Stored data entries:
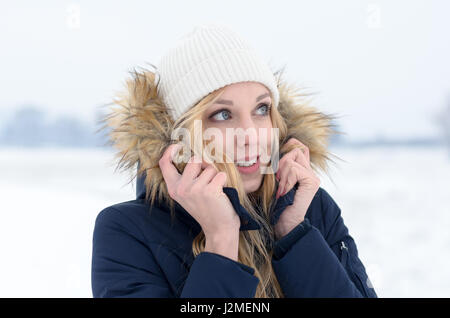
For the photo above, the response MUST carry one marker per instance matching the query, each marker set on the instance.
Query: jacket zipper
(345, 260)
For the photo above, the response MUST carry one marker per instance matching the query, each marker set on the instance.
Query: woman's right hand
(200, 193)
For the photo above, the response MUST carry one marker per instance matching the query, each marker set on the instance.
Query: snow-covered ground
(395, 202)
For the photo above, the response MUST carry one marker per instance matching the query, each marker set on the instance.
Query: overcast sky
(380, 65)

● Exercise brief: The copy you produce must match the entries above exactly, except that it has no pictures.

● Finished task:
For the photo above, the response MUST carry one marker per instance matching the query, each marker set on the instance.
Query: jacket zipper
(345, 260)
For the photo above, the response MUST carry one marker per instance matching the query, each marker set on the instance.
Query: woman's right hand
(200, 193)
For the photo above, the response MUST carry one marker per instance matching the query, each marker set on the instance.
Query: snow-covered ground
(395, 202)
For the photo above, the response MUST carry one marker per instance matching the query, each marker set on the instance.
Query: overcast sky
(380, 65)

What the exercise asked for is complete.